SOURCE TEXT:
One reason why the onset of Artificial Intelligence is so unnerving for many people is that the definition of intelligence as perpetuated by an out-of-date schooling system, values the ability to pass exams over focusing on more holistic competencies of human nature. Intelligence is not simply a matter of processing information or performing well on standardized tests, but rather, as Ken Robinson explored, a ‘dynamic and multifaceted construct that is unique to each individual.’ He emphasized the importance of cultivating diverse forms of intelligence and encouraged pupils to pursue their passions and interests, rather than forcing them to conform to a predetermined set of standards and expectations.
Pupils who can do well in current traditional schools in terms of being able to navigate the system and achieve high grades are often described as ‘clever’ or ‘bright’, but intelligence is something different.
A holistic approach to intelligence recognizes the value of several skills and competencies that are essential for success in many aspects of life including communication, emotional intelligence, creativity, critical thinking, problem solving, adaptability and social awareness.
Pupils who are able to be part of a learning community that values self-direction and democracy are better equipped to navigate complex social and technological environments, engage in meaningful relationships, pursue fulfilling careers, and make positive contributions to their communities and society as a whole. A holistic approach to education recognizes that intelligence is not a fixed trait, but rather a set of skills and competencies that can be developed and refined over time through experience and reflection.
When schools adopt a holistic view of intelligence, children can grow to become the masters of AI, rather than just fearing the potential threat. They can harness its power to augment their own intelligence and enhance their ability to solve complex problems, create new knowledge, and improve their lives and the lives of those around them.
It’s time for schools to stop focusing on measuring ‘what’ students need to know and to turn towards providing an environment where they allow them to be and explore ‘who they are’.
AI need not be a threat to humanity. If we focus our education system on a ‘competency based’ approach where we trust children to forge their own unique journeys; where we trust them to take control of their own lives and learning and where we as educators stop the myth that intelligence is the ability to pass tests, then we can gain a deeper understanding of the relationship between AI and human intelligence and work towards alleviating some of the fears surrounding this rapidly evolving technology. We need to continue to evolve as humans along side it. As Ken Robinson so eloquently said:
“Intelligence is diverse, dynamic and distinct. It can’t be reduced to a score on a standardized test. And Education is not a mechanical system; it’s a human system. It’s about people, people who either do want to learn or don’t want to learn”. 1.

MATERIAL PROVIDED:
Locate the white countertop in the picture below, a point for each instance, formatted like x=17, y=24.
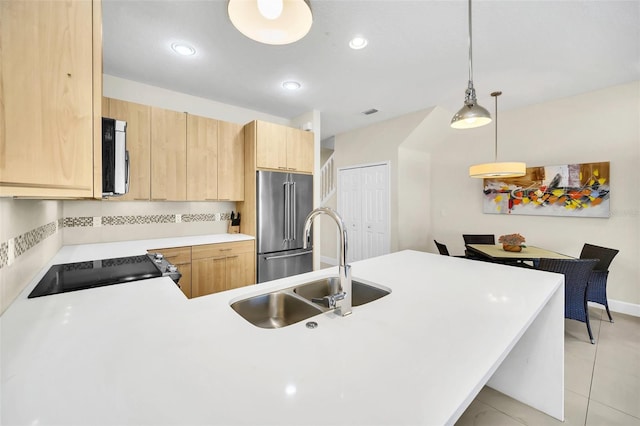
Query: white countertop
x=142, y=354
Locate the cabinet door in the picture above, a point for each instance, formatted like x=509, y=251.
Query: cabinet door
x=138, y=118
x=208, y=276
x=202, y=158
x=168, y=155
x=271, y=146
x=230, y=161
x=185, y=279
x=48, y=111
x=299, y=150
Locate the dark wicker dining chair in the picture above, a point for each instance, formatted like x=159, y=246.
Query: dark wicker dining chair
x=442, y=248
x=576, y=277
x=597, y=290
x=477, y=239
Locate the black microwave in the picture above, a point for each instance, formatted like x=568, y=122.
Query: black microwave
x=115, y=158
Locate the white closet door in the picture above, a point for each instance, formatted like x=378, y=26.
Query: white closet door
x=375, y=193
x=351, y=211
x=363, y=203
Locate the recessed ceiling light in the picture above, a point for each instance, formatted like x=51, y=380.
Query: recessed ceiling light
x=358, y=43
x=291, y=85
x=183, y=49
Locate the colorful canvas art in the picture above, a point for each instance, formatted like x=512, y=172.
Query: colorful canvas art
x=578, y=190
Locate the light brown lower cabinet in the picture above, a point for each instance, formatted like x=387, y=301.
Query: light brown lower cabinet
x=211, y=268
x=223, y=266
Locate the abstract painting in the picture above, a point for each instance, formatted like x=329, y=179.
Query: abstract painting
x=578, y=190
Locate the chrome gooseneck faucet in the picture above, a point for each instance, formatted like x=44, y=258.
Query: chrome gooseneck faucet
x=341, y=301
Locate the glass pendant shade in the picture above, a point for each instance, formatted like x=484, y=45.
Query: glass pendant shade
x=284, y=23
x=470, y=116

GOALS:
• a. According to the essay on intelligence and schooling, why is the arrival of Artificial Intelligence unnerving for many people? Respond in one to three sentences.
• b. Echo the part of the essay on intelligence and schooling between "It’s time for" and "explore ‘who they are’.", inclusive.

ANSWER SET:
• a. Many people find it unnerving because an out-of-date schooling system has spread a definition of intelligence that values the ability to pass exams over more holistic competencies of human nature.

• b.
It’s time for schools to stop focusing on measuring ‘what’ students need to know and to turn towards providing an environment where they allow them to be and explore ‘who they are’.